Text shown:

+--

He enrolled for a Ph.D. at the State University of New York at Buffalo, under the supervision of political scientist Claude E. Welch Jr. Chinweizu apparently had a disagreement with his dissertation committee and walked away with his manuscript, which he got published as The West and the Rest of Us: White Predators, Black Slavers, and the African Elite by Random House in 1975. He took the book to SUNY, Buffalo, where he demanded, and was promptly awarded, his Ph.D. in 1976, one year after he had published the dissertation. Thus, the publication settled his disagreement with his advisers in his favour.

==Teaching and themes==
Chinweizu started teaching overseas, at MIT and San Jose State University. He had returned to Nigeria by the early 1980s, working over the years as a columnist for various newspapers in the country and also working to promote Black orientalism in Pan-Africanism. In Nigeria, he became a literary critic, attacking what he saw as the elitism of some Nigerian authors, particularly Wole Soyinka, and he was editor of the Nigerian literary magazine, Okike. Chinweizu's notable intervention on this theme came in the essay "The Decolonization of African Literature" (later expanded into the 1983 book Toward the Decolonization of African Literature), to which Soyinka responded in an essay entitled "Neo-Tarzanism: The Poetics of Pseudo-Transition". Among Chinweizu's other works is Anatomy of Female Power, in which he discusses gender roles, masculinity and feminism.

+--

Referring expression pointing data:
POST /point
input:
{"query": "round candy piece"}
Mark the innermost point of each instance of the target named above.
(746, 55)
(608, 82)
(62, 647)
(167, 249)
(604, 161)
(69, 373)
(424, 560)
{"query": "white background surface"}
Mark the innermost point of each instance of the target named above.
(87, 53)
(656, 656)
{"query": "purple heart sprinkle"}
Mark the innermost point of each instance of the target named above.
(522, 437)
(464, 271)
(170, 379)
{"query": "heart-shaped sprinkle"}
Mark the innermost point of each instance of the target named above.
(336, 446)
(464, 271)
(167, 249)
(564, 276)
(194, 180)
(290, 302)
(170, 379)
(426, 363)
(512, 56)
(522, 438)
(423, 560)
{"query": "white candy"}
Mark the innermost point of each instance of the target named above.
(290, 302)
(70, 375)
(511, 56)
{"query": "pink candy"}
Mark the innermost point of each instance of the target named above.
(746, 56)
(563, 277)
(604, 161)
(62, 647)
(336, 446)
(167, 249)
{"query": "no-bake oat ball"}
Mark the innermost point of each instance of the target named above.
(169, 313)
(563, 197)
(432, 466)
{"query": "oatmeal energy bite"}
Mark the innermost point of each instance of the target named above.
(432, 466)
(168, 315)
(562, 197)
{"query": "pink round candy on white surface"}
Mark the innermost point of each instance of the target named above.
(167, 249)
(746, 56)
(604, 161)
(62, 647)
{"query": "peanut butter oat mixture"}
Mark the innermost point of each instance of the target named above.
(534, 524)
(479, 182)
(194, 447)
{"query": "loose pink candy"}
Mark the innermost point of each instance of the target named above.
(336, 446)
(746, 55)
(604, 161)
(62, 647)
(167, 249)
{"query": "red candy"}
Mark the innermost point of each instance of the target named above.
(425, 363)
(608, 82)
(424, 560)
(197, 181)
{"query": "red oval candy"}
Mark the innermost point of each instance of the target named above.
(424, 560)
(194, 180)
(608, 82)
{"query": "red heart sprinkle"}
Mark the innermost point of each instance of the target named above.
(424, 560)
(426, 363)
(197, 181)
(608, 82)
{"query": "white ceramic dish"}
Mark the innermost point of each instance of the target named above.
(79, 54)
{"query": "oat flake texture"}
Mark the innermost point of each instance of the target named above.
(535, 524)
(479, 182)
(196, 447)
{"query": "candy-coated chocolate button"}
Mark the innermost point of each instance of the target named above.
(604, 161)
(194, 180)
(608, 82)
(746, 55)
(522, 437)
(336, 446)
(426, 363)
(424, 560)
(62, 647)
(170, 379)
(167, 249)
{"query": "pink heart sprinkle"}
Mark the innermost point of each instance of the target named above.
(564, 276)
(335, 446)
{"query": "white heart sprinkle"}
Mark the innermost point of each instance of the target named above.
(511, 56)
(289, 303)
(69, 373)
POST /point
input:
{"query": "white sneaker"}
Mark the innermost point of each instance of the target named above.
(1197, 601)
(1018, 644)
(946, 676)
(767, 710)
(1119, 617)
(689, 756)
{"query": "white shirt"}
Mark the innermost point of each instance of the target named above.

+--

Problem details: Write out the part of the Chinweizu passage that begins at the words "He enrolled for" and stops after the words "in his favour.". This data has nothing to do with the Chinweizu passage.

The completed task:
He enrolled for a Ph.D. at the State University of New York at Buffalo, under the supervision of political scientist Claude E. Welch Jr. Chinweizu apparently had a disagreement with his dissertation committee and walked away with his manuscript, which he got published as The West and the Rest of Us: White Predators, Black Slavers, and the African Elite by Random House in 1975. He took the book to SUNY, Buffalo, where he demanded, and was promptly awarded, his Ph.D. in 1976, one year after he had published the dissertation. Thus, the publication settled his disagreement with his advisers in his favour.